#### DATA LISTING
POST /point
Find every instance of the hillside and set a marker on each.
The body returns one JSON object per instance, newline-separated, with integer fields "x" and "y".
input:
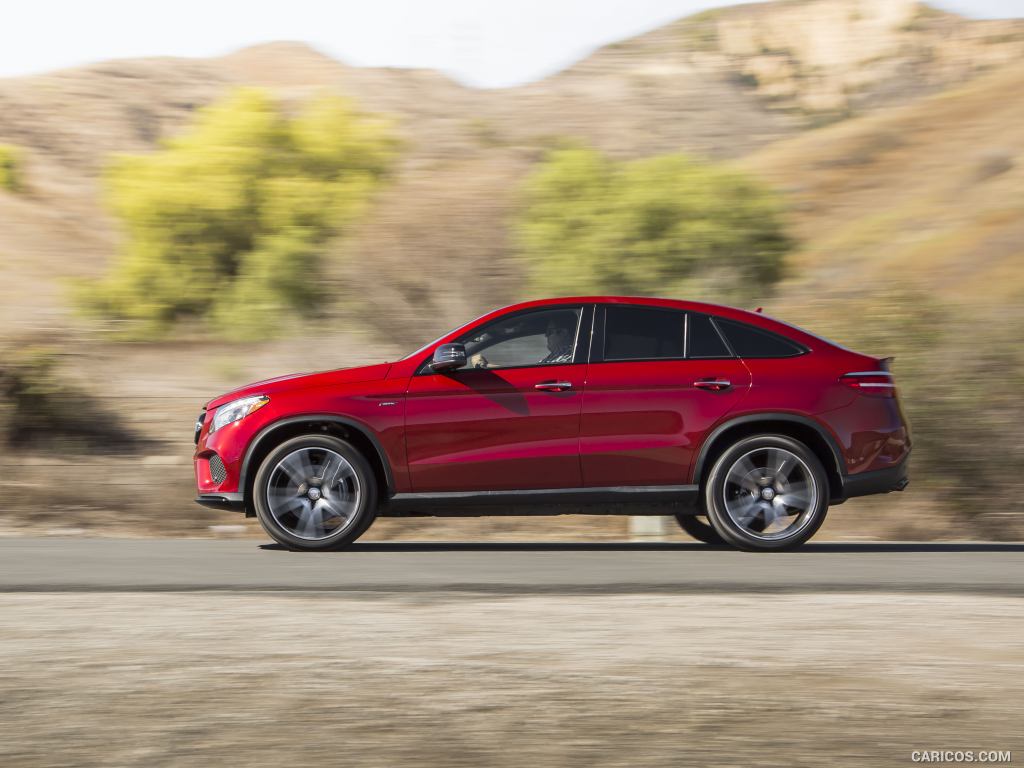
{"x": 927, "y": 196}
{"x": 727, "y": 83}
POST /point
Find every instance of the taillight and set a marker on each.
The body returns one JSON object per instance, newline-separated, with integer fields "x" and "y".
{"x": 876, "y": 383}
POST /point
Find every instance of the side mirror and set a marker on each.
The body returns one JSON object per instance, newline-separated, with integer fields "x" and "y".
{"x": 449, "y": 357}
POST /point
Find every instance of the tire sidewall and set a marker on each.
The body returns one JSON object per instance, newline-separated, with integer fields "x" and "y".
{"x": 730, "y": 530}
{"x": 365, "y": 513}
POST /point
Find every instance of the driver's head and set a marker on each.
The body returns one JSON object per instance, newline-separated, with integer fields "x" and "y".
{"x": 559, "y": 337}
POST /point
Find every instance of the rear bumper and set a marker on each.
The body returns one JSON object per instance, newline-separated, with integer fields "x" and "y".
{"x": 878, "y": 481}
{"x": 232, "y": 502}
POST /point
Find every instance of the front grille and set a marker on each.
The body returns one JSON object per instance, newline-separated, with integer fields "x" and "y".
{"x": 217, "y": 469}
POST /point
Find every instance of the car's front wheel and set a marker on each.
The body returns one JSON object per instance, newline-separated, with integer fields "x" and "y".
{"x": 767, "y": 493}
{"x": 314, "y": 493}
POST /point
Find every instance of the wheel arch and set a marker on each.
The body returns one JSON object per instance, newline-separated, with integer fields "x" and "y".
{"x": 802, "y": 428}
{"x": 347, "y": 429}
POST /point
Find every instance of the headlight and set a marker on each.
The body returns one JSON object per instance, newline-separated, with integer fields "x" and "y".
{"x": 236, "y": 410}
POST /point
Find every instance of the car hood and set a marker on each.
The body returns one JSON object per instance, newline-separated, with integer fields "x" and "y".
{"x": 305, "y": 381}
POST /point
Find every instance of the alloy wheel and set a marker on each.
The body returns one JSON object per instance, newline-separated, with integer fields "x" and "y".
{"x": 770, "y": 494}
{"x": 313, "y": 494}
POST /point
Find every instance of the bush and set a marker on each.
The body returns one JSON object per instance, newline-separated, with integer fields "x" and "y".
{"x": 39, "y": 406}
{"x": 11, "y": 168}
{"x": 667, "y": 224}
{"x": 228, "y": 221}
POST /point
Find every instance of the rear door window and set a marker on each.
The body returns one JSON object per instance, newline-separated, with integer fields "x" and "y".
{"x": 634, "y": 333}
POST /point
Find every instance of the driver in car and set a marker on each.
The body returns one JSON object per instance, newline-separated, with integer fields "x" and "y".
{"x": 559, "y": 343}
{"x": 558, "y": 334}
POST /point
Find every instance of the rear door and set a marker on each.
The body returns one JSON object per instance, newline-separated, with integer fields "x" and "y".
{"x": 658, "y": 380}
{"x": 510, "y": 420}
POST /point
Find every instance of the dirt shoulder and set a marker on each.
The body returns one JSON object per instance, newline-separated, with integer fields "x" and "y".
{"x": 385, "y": 680}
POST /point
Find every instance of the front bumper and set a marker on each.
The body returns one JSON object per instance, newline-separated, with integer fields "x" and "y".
{"x": 232, "y": 502}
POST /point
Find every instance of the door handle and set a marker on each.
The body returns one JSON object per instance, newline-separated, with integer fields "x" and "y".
{"x": 554, "y": 386}
{"x": 715, "y": 385}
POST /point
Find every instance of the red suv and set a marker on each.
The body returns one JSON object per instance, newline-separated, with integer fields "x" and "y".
{"x": 743, "y": 427}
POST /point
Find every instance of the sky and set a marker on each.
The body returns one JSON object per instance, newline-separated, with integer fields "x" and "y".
{"x": 483, "y": 43}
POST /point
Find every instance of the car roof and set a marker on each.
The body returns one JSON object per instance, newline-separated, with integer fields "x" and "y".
{"x": 721, "y": 310}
########
WRITTEN INSTRUCTION
Quote every record above exactly, leaving out any pictures.

WRITTEN RESPONSE
POST /point
Find every instance of the hillside and set a marker on each.
The body returns one JSON object per instance, newline-separated, with integer fields "x" and "y".
input:
{"x": 927, "y": 196}
{"x": 727, "y": 83}
POST /point
Find every instance of the taillight and set a marker on each.
The body returns one JSON object per instance, newline-separated, with integer fields "x" and "y".
{"x": 876, "y": 383}
POST /point
Find every instance of the side mirror and set a marker on each.
The body returns one JSON object per instance, newline-separated, with integer fields "x" and "y".
{"x": 449, "y": 357}
POST /point
Find every instance of the tire sidewall and set a marker on each.
The body returns one JSON object per instance, newline-separated, with integer fields "x" and "y".
{"x": 730, "y": 530}
{"x": 365, "y": 513}
POST /point
Find every instance of the driver's head and set a marker on each.
The body returns one JSON object per instance, newline-separated, with integer fields "x" and "y".
{"x": 559, "y": 337}
POST /point
Find every instance of the rear bumper and set a marker on each.
The body returns one JSON object per instance, newline-separated, with integer fields "x" and "y".
{"x": 878, "y": 481}
{"x": 232, "y": 502}
POST /point
Find every instance of the front grille and set a marker on each.
The body returns one JSON object per instance, newline-separated, with integer fields "x" and "y".
{"x": 217, "y": 469}
POST /point
Find every instance of the car's front wheel and set a marker on each.
The body returns one JSON object per instance, newline-separated, with integer fields "x" and "y".
{"x": 767, "y": 493}
{"x": 314, "y": 493}
POST /point
Find every instance of the wheel arch and set a marker on each.
The body returns one JSON object per instance, newline-separated, with integer fields "x" and "y".
{"x": 802, "y": 428}
{"x": 347, "y": 429}
POST /point
Find every instance of the headlight and set a marker on each.
The body returns one JSON object per instance, newline-separated, with integer fields "x" and "y".
{"x": 236, "y": 410}
POST /point
Find every instance of the car hood and set a marker on each.
The body returns one JSON object per instance, newline-separated, with integer fields "x" and "y".
{"x": 305, "y": 381}
POST /point
Find every instance of the alloy wheel and set a marker on each.
The body returns one JSON object per instance, newline-separated, with integer fields "x" and "y".
{"x": 770, "y": 494}
{"x": 313, "y": 494}
POST /point
Find every instance of the bush and set a marker on each.
The body returns one JSON object per instance, newline-separated, with integer fields "x" and "y".
{"x": 39, "y": 406}
{"x": 11, "y": 168}
{"x": 667, "y": 224}
{"x": 228, "y": 221}
POST /point
Find every instance of the rear door window and set a marker on each.
The body returns one JSON object per instance, newline-separated, with integer fields "x" and "y".
{"x": 634, "y": 333}
POST /point
Find every instance of the driver in car and set a marker on each.
The body returns one JSON object per instance, newline-separated, with integer fields "x" and "y".
{"x": 559, "y": 343}
{"x": 558, "y": 334}
POST /point
Find every instance of the rear door and set a marker on each.
The body returns one JSON object per instance, newline-separated, with integer fields "x" and "y".
{"x": 658, "y": 380}
{"x": 510, "y": 420}
POST /point
Find every instance of the dirt shoulder and set a marker on each.
The body returns one JSON object per instance, newline-separated, with integer fields "x" and "y".
{"x": 385, "y": 680}
POST /point
Find every instance of the front bumper and set a marker on each.
The body returns one JSON object per instance, newline-separated, with integer fields "x" and "y".
{"x": 232, "y": 502}
POST /point
Find every instance of the door handle and set a marker on each.
The body returns one JSON object per instance, newline-separated, with integer fields "x" and "y".
{"x": 554, "y": 386}
{"x": 715, "y": 385}
POST /point
Find every instance of the red suv and set a marker on each.
The body returns one JSON object per instance, newline-separated, with integer fields "x" and "y".
{"x": 743, "y": 427}
POST /point
Find every instance of the sky and set a marker on each.
The body returns one JSON object per instance, newline-separated, with integer fields "x" and "y".
{"x": 483, "y": 43}
POST /point
Find every instance of the car roof and set a marker on each.
The body returns one JSON object per instance, newline-separated, with integer fields "x" and "y".
{"x": 721, "y": 310}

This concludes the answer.